Work to complete
Can you print, unchanged, everything in the entries below from the line containing "of the garden" down to the line containing "[[115, 253], [32, 252], [219, 220], [93, 329], [174, 256]]", with both of those lines included?

Data supplied

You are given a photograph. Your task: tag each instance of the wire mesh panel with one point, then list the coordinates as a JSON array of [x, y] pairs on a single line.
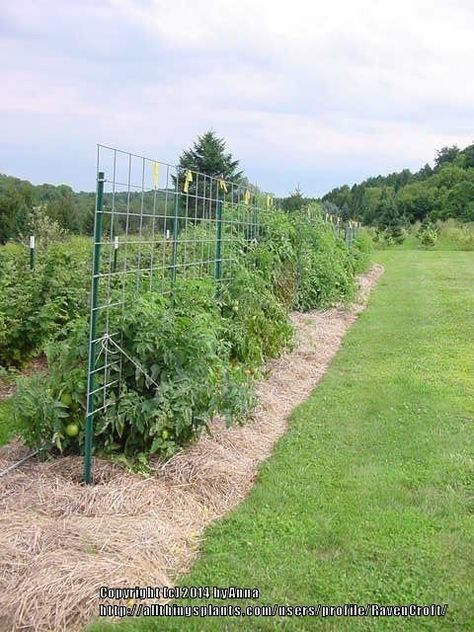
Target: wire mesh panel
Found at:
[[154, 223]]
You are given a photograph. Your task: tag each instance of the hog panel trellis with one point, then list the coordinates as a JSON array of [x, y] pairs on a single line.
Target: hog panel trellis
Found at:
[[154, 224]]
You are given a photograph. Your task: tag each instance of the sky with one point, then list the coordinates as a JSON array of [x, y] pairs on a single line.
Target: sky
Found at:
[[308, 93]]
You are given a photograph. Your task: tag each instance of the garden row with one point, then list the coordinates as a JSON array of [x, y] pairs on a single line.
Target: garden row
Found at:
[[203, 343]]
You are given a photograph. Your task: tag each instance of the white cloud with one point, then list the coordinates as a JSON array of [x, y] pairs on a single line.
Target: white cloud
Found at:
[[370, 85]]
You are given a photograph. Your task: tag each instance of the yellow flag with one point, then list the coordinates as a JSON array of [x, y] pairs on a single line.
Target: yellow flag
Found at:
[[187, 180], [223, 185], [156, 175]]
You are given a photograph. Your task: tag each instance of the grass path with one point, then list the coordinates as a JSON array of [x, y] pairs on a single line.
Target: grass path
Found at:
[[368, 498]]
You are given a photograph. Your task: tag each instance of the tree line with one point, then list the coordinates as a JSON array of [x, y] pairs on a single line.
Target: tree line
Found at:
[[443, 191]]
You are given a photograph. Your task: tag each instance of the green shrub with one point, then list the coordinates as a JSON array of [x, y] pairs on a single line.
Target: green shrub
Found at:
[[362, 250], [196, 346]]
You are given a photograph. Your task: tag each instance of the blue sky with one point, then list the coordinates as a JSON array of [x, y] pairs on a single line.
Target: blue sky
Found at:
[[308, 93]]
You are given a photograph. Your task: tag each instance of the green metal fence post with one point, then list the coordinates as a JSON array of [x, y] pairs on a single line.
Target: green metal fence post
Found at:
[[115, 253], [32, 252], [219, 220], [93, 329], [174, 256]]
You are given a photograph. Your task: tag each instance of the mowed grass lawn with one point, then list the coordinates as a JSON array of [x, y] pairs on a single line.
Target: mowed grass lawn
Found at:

--

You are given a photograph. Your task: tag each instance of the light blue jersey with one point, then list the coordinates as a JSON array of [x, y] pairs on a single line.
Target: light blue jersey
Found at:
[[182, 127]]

Task response
You are given a photograph. Your task: tag each instance of the garden row with one point, then list the coordinates as a JSON array of [x, y] pairs on a single line.
Target: garden row
Found at:
[[203, 343]]
You are given a photograph. Your task: tag each instance of the white cloud with one point, then list the coordinates as a JSON array of [x, y] pairs on a single line.
Target: white cloud
Found at:
[[370, 85]]
You are given a photograph. Your task: tag each instance of the yellow flag with one point, then list the coordinates as a JSON array of [x, y] pairs on a single line.
Target: yellow flag
Found at:
[[187, 180], [223, 185], [156, 175]]
You are given a photograph. Your task: tag each instance of the grass path with one point, then list the coordinates as a JSON array of [x, y] pairs on a single line.
Target: grass path
Found at:
[[368, 498]]
You are given a photograph. Your task: tag each instance of the tree line with one point, then list the coordinates as a JSON array of [x, y] pairs on a single line.
Target: tree line
Found at:
[[443, 191]]
You are given a photograph. Your task: tag each instance of the green shrub with one point, then list the coordinates as a JSON array of [x, y] pairs on a single line.
Target: green shrub
Found at:
[[362, 250], [196, 346]]
You are given a photograph. Your task: tag each instance of the blue sky with one point, then list the coordinates as a JSON array of [x, y] pairs on a single line.
Target: blue sky
Found at:
[[308, 93]]
You are given a photograph. Your task: tag each instance of the green metal fence post with one point, then list the coordinates as a JSON array of [x, y] pairs on a single line.
Target: green metal fence post
Found at:
[[115, 253], [32, 252], [219, 220], [93, 329], [174, 256]]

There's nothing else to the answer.